------ Record extracts
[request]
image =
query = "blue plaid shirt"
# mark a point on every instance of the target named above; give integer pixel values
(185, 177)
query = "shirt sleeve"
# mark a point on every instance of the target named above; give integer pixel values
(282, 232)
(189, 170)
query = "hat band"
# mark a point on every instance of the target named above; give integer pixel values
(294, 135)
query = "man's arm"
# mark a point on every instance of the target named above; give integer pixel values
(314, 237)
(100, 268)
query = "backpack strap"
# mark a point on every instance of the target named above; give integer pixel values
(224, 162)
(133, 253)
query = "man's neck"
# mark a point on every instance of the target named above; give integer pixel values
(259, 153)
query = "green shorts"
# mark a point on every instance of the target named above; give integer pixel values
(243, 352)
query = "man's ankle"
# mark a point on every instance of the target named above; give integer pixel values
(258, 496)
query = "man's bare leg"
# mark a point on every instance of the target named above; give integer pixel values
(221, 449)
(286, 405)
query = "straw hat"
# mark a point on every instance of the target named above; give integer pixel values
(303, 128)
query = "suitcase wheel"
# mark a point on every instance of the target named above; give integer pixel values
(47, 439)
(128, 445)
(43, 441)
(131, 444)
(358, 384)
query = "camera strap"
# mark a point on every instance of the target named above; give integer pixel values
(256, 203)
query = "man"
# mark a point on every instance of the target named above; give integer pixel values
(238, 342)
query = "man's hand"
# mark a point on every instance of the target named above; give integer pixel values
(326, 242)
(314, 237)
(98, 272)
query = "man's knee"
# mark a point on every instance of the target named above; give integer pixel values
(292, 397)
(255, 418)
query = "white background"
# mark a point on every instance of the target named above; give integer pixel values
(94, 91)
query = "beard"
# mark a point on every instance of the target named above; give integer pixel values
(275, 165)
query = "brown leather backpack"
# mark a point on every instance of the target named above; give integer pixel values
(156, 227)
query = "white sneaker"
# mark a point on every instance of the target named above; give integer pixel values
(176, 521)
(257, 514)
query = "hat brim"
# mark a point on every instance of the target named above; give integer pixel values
------------
**Task details**
Above are the records; retype them all without a single difference.

**Output of the exercise**
[request]
image =
query = "blue plaid shirt"
# mark a point on every instance of the target named above; give integer pixel values
(185, 177)
query = "shirt sleeve"
# mark a point on every instance of the target named above; give integer pixel values
(282, 232)
(189, 170)
query = "hat band"
# mark a point on every instance of the target named above; give integer pixel values
(294, 135)
query = "man's arm"
# mark a point on every instance of the target named above; give integer pixel values
(314, 237)
(100, 268)
query = "backpack strap"
# mark a point on every instance of the target named above; give integer pixel values
(224, 162)
(133, 253)
query = "man's neck"
# mark a point on every instance of the target named above; give integer pixel values
(259, 153)
query = "green shorts"
# mark a point on every instance of the target named above; give integer pixel values
(243, 352)
query = "man's ankle"
# mark a point on every instance of the target named above; give integer pixel values
(258, 496)
query = "man's bare leg"
# mark a point on every instance of the target named above; give integer pixel values
(221, 449)
(286, 405)
query = "straw hat"
# mark a point on every instance of the target named above; give integer pixel values
(303, 128)
query = "suitcase wheel"
# mark a point on every instance of the target named above; give integer pixel values
(47, 439)
(128, 445)
(43, 441)
(131, 444)
(358, 384)
query = "camera strap"
# mark a point on every instance of the target named above; give integer pixel values
(256, 203)
query = "man"
# mark a point on every instance of the target named above; give integer pixel values
(238, 342)
query = "man's hand"
# mark a point on every instance of the target named above; give integer pixel values
(326, 242)
(314, 237)
(98, 272)
query = "man's knee"
# mark a point on every instance of the target named above; give integer pixel values
(292, 397)
(255, 418)
query = "white background"
# mark a point on every instance of the target named above; give integer pixel values
(94, 91)
query = "beard"
# mark a point on every instance of the target named above; give integer pixel values
(275, 165)
query = "brown leather backpack"
# mark a point on every instance of the target named above; give integer pixel values
(156, 227)
query = "white sneaker"
# mark a point on every instance of the target named above; give integer pixel values
(176, 521)
(257, 514)
query = "hat brim"
# mark a point on every instance of the target named above; give integer pixel values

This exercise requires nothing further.